Recorded data:
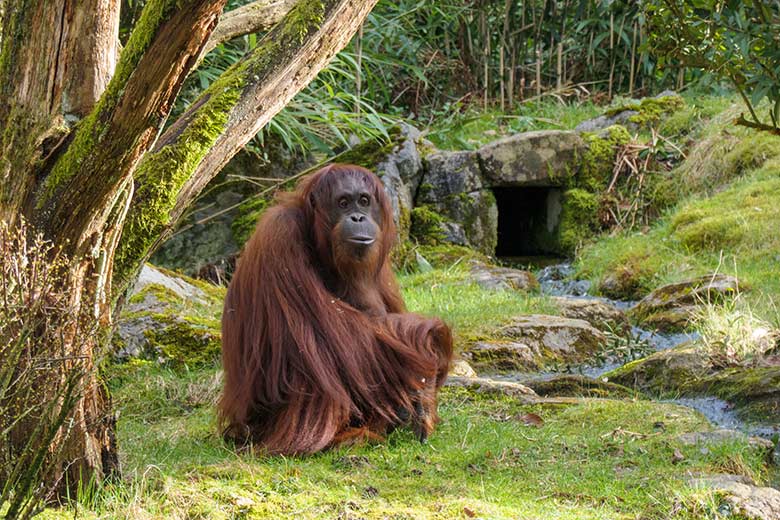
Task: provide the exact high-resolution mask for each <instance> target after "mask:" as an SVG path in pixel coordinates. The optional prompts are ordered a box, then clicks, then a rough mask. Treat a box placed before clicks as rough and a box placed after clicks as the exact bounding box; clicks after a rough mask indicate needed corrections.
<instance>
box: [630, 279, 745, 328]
mask: <svg viewBox="0 0 780 520" xmlns="http://www.w3.org/2000/svg"><path fill="white" fill-rule="evenodd" d="M738 290H739V282H738V281H737V279H736V278H734V277H733V276H728V275H724V274H712V275H706V276H701V277H699V278H694V279H691V280H685V281H683V282H678V283H673V284H669V285H664V286H663V287H659V288H658V289H655V290H654V291H653V292H651V293H650V294H648V295H647V296H645V297H644V298H643V299H642V300H641V301H640V302H639V303H637V304H636V305H635V306H634V307H633V308H632V309H631V310H630V311H629V313H630V316H631V317H632V318H633V319H635V320H636V321H637V322H639V323H641V324H643V325H645V326H651V327H655V328H657V329H659V330H663V331H673V330H680V329H684V328H685V327H686V326H688V324H689V323H690V321H691V318H692V315H693V313H694V312H695V311H696V308H697V306H698V305H699V304H701V303H702V302H711V301H722V300H723V299H725V298H728V297H733V296H735V295H736V294H737V292H738Z"/></svg>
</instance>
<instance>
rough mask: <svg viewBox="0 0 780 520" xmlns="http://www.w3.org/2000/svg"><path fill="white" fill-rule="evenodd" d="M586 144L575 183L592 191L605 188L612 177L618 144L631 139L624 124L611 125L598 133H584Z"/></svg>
mask: <svg viewBox="0 0 780 520" xmlns="http://www.w3.org/2000/svg"><path fill="white" fill-rule="evenodd" d="M583 139H584V140H585V143H586V144H587V146H588V149H587V151H586V152H585V153H584V154H583V156H582V162H581V166H580V171H579V174H578V176H577V181H578V182H577V185H578V186H579V187H581V188H584V189H587V190H589V191H592V192H599V191H602V190H605V189H606V188H607V186H608V185H609V181H610V180H611V179H612V171H613V169H614V165H615V156H616V154H617V149H618V147H619V146H621V145H624V144H627V143H629V142H630V141H631V134H629V133H628V130H626V128H625V127H624V126H620V125H612V126H610V127H609V128H607V129H605V130H604V131H602V132H599V133H598V134H595V133H594V134H585V135H583Z"/></svg>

## WHAT THE TASK ASKS
Gather every line of the material above that contains the string "instance".

## TASK RESPONSE
Task: provide the exact high-resolution mask for each <instance> target after "mask:" as an SVG path in pixel coordinates. The optional prompts are ordered a box, then clicks, then a rough mask. Treat a box placed before clicks as rough and a box placed after clicks as the exact bounding box; clicks after a rough mask indicate needed corrections.
<instance>
</instance>
<instance>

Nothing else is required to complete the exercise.